-- start of EXCERPT --

Well, Trump made it explicitly clear that oil is what his Venezuelan venture is about. While Maduro and his wife will face trial for “narco-terrorism”, American companies will be busy commandeering Venezuela’s crumbling oil infrastructure and taking over the country’s most important industry. And Trump said he was nonplussed about running Venezuela indefinitely because the oil money would ultimately pay for everything.
Trump and Hegseth say that’s what makes this operation “America First”. They’ll subdue a dangerous neighbour and reap the oily spoils, with not a drop of American blood spilled.
Delcy Rodríguez is the country’s oil and finance minister, putting her at the centre of the Venezuelan state and economy. It is possible that behind the scenes, she has done some kind of deal with the Americans to facilitate this bloodless victory.
But what would such a promise be worth? And what of all the other unknowns? What percentage of Venezuelans would stay loyal to such a puppet regime? And what of the vast networks of criminal gangs in one of the most violent countries in the world?
The prospect of the US being drawn into a war in Venezuela, or “running” it interminably, did not seem to faze the president. But it might bother many of his supporters, who, while cheering an impressive US military feat, will wonder why they are again being asked to fund and support a risky, open-ended intervention overseas.
Justin Logan, the director of defence and foreign policy studies at the libertarian Cato Institute think tank, said Americans did not sign up for a nation-building campaign in Venezuela.

-- end of EXCERPT --
-- start of DATA EXTRACT --

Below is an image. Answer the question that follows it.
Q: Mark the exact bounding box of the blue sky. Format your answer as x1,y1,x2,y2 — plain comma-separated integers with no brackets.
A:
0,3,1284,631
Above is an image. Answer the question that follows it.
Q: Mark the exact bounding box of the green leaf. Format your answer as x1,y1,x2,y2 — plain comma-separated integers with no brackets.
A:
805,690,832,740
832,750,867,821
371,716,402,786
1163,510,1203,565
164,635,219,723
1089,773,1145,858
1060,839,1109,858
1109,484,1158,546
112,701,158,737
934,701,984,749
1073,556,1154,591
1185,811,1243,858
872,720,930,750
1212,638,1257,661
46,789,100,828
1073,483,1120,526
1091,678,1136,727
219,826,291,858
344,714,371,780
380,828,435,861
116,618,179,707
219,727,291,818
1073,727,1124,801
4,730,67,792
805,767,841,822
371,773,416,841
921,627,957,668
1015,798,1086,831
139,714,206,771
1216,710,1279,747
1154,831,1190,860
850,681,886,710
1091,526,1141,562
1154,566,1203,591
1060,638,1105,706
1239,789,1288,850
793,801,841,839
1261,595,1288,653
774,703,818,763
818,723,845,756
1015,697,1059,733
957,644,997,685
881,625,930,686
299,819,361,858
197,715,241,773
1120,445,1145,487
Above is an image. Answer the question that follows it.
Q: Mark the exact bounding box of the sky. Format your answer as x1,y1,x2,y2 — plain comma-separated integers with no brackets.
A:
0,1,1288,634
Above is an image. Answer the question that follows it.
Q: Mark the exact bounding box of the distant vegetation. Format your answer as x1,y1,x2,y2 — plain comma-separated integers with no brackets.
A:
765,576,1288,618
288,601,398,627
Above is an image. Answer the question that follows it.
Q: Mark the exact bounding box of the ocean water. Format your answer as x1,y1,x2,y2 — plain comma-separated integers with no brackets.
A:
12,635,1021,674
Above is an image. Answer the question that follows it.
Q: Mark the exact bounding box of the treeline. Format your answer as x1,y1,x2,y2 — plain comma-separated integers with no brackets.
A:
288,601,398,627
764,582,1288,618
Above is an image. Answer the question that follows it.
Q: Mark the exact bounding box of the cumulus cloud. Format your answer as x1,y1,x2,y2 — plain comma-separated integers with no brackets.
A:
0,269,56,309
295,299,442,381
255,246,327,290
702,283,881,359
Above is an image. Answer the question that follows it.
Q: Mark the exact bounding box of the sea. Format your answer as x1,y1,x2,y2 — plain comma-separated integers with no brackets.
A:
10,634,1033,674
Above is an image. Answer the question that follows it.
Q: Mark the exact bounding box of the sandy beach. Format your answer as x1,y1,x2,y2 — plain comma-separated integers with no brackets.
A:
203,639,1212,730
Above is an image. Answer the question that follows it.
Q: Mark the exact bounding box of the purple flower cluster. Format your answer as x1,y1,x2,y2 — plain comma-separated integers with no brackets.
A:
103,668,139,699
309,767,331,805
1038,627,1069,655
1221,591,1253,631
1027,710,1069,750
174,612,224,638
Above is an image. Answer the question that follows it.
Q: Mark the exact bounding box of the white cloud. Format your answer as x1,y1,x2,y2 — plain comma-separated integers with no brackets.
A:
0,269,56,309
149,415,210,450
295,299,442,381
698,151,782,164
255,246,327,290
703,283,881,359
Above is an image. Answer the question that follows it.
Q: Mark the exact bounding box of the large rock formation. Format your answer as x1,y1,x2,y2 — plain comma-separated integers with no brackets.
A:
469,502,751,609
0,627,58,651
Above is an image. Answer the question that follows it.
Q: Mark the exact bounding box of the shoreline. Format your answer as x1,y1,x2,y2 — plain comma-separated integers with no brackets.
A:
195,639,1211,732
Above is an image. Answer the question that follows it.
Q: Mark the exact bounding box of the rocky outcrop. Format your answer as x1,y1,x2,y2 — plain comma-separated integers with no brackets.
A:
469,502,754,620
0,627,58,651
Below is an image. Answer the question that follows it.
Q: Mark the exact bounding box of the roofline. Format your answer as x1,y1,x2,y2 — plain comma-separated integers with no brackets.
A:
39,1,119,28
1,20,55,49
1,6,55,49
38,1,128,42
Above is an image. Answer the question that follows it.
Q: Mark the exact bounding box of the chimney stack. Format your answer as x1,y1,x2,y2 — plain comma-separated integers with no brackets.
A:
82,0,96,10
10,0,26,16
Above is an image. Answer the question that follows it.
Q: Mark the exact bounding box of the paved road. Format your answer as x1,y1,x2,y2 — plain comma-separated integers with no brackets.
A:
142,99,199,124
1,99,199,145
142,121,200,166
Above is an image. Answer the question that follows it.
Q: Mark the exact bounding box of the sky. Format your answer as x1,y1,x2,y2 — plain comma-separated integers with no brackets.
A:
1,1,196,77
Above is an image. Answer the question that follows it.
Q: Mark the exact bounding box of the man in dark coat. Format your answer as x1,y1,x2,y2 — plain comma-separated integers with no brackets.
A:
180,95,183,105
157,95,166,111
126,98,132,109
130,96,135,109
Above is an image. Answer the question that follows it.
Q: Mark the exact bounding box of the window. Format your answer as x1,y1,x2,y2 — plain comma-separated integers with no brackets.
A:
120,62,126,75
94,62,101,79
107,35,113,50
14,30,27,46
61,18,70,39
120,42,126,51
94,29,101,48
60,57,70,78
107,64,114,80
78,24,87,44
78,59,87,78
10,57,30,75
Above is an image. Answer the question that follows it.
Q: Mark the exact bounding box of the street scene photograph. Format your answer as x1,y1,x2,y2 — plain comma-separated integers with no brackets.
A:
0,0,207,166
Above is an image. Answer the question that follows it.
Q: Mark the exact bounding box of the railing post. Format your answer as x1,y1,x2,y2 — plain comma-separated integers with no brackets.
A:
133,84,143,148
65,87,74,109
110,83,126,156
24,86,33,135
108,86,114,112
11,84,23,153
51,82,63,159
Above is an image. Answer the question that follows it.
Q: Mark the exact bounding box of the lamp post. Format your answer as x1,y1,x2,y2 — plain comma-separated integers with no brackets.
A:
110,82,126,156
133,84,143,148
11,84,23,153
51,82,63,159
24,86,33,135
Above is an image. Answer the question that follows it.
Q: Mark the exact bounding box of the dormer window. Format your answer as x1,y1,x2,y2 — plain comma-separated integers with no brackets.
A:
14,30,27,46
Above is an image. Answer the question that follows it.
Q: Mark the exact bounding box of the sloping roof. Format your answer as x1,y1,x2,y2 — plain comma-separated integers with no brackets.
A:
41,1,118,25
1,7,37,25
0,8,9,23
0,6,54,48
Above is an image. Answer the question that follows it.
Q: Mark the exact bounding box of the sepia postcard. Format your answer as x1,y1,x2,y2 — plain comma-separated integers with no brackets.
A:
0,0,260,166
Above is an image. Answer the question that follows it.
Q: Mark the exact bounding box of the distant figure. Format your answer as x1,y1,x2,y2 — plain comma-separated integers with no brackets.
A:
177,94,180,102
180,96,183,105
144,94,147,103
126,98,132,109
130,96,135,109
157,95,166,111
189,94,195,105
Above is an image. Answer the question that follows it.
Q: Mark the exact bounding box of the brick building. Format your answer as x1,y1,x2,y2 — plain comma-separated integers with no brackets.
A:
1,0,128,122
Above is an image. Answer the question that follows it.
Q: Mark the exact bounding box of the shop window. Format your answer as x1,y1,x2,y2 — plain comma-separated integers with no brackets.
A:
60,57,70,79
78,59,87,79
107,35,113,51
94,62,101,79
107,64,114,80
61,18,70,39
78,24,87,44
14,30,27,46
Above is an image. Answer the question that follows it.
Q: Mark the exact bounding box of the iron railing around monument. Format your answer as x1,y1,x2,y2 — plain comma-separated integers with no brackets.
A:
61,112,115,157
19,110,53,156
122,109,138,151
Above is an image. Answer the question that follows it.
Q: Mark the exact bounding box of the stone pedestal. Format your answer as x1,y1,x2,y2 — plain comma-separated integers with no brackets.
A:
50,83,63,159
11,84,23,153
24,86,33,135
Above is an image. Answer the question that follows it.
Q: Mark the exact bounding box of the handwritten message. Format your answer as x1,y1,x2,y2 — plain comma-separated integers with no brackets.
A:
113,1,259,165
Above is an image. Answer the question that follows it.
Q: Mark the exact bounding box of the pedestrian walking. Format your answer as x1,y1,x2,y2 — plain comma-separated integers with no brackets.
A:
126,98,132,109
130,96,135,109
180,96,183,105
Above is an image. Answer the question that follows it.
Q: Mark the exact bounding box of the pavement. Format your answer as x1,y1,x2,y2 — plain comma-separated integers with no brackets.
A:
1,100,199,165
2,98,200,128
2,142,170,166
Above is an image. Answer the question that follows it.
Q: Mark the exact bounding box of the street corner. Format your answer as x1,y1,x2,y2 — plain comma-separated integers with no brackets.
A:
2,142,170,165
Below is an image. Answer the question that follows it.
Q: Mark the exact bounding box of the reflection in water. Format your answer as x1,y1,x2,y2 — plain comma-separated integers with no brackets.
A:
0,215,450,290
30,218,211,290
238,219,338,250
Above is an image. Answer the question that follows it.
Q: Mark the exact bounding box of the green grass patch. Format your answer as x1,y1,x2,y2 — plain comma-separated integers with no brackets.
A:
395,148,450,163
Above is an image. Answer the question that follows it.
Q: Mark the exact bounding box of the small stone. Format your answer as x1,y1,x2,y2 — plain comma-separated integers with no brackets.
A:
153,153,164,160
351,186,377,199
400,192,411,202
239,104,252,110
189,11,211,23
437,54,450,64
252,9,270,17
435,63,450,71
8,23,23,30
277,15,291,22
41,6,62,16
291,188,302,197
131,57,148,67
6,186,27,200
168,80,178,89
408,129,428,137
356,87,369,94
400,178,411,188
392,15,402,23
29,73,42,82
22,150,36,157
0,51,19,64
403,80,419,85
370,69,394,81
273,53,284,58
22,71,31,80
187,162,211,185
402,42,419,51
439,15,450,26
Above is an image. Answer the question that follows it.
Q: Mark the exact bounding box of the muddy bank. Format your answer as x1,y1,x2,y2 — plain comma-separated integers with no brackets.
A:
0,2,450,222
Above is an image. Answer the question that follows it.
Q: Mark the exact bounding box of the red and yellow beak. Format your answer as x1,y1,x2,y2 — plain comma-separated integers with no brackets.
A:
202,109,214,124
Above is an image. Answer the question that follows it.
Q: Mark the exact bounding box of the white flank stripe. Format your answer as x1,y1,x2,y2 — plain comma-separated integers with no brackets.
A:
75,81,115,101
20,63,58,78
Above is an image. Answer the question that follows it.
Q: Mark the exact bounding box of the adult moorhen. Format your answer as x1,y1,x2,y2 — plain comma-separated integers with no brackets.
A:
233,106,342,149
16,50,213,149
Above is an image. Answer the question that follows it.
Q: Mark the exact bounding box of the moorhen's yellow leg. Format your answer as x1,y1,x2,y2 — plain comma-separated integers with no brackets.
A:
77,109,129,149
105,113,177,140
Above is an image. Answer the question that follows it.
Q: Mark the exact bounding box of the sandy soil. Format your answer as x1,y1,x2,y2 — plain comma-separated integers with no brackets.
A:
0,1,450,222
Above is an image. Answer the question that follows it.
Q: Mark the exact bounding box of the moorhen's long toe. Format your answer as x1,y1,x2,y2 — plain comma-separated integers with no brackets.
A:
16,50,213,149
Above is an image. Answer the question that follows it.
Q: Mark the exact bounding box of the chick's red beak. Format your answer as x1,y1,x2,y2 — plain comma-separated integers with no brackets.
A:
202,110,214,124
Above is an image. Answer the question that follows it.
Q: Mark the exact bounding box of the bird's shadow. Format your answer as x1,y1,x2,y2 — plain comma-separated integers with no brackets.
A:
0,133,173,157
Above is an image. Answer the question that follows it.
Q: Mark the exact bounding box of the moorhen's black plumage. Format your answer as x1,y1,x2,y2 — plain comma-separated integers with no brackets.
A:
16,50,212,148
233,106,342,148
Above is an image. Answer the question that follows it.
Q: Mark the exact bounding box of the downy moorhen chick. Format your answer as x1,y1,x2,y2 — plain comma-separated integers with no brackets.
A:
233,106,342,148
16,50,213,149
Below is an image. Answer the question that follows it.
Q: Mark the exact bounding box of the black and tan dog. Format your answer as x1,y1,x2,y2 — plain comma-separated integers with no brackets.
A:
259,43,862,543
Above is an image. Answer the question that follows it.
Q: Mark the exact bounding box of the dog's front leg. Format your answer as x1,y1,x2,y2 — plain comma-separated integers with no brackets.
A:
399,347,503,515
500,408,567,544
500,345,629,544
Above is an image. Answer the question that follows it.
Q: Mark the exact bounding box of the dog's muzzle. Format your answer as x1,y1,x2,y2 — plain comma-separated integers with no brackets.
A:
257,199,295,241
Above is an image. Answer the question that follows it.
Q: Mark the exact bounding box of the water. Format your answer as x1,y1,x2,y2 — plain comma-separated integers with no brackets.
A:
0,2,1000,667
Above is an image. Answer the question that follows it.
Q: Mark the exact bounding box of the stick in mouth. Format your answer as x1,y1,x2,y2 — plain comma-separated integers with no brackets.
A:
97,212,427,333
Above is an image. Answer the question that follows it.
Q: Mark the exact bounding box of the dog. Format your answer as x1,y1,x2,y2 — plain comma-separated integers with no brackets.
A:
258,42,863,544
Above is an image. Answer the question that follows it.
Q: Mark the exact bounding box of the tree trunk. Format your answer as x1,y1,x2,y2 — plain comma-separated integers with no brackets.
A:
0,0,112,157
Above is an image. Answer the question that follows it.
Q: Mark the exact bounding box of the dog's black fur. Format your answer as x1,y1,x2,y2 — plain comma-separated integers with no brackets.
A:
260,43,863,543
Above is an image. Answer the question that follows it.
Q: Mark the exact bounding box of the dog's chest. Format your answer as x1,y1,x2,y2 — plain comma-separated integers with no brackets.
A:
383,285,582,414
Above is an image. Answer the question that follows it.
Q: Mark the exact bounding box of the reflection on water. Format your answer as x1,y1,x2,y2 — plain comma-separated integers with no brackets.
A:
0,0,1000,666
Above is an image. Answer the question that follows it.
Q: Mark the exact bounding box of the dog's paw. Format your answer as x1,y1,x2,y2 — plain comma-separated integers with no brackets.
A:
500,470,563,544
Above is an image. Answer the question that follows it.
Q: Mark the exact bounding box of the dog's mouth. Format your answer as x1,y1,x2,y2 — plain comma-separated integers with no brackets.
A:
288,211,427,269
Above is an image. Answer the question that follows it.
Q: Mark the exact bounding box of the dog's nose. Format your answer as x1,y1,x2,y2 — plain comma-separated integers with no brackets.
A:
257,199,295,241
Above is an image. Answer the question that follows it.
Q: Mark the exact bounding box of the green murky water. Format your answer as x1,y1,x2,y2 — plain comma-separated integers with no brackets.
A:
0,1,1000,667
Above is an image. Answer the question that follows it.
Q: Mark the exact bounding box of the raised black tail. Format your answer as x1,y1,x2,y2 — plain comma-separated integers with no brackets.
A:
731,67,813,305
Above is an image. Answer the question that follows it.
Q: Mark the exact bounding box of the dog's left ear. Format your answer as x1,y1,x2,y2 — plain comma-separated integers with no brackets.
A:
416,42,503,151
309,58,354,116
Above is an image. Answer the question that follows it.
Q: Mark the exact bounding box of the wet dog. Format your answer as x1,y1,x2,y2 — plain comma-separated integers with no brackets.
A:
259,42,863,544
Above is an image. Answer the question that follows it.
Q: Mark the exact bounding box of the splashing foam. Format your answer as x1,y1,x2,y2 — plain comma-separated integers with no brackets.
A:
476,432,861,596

-- end of DATA EXTRACT --

◆ WHAT TO DO ◆
A: From the excerpt on the US operation in Venezuela, extract the passage that begins at the words "But what would" and stops after the words "open-ended intervention overseas.".
B: Write the next part of the excerpt on the US operation in Venezuela, picking up after its final sentence.
This material was drawn from a different source than the text.

◆ OUTPUTS BY TASK ◆
A:
But what would such a promise be worth? And what of all the other unknowns? What percentage of Venezuelans would stay loyal to such a puppet regime? And what of the vast networks of criminal gangs in one of the most violent countries in the world?
The prospect of the US being drawn into a war in Venezuela, or “running” it interminably, did not seem to faze the president. But it might bother many of his supporters, who, while cheering an impressive US military feat, will wonder why they are again being asked to fund and support a risky, open-ended intervention overseas.

B:
“They haven’t even been asked,” he said. “[Hegseth’s] claim that the attack was about ‘the safety, security, freedom, and prosperity of the American people’ strains credulity past the breaking point.
Maduro supporters burn a US flag in the Venezuelan capital, Caracas, after the US attack. Credit: AP
“We still have no answers to what ‘run Venezuela’ means, nor any clarity about who will be doing it, what it will cost, when it will end, or how it will be paid for.”
Logan said it was time for the US Congress to rein in an administration that had gone well beyond its authority.
That is something which, to date, Congress has shown little capacity to do. And Trump has stitched together a run of good fortune and chutzpah that has earned him a great deal of leeway, even from some of his doubters.
Can that last forever? History would say not. But Trump doesn’t just believe in “peace through strength” – he believes strength trumps history.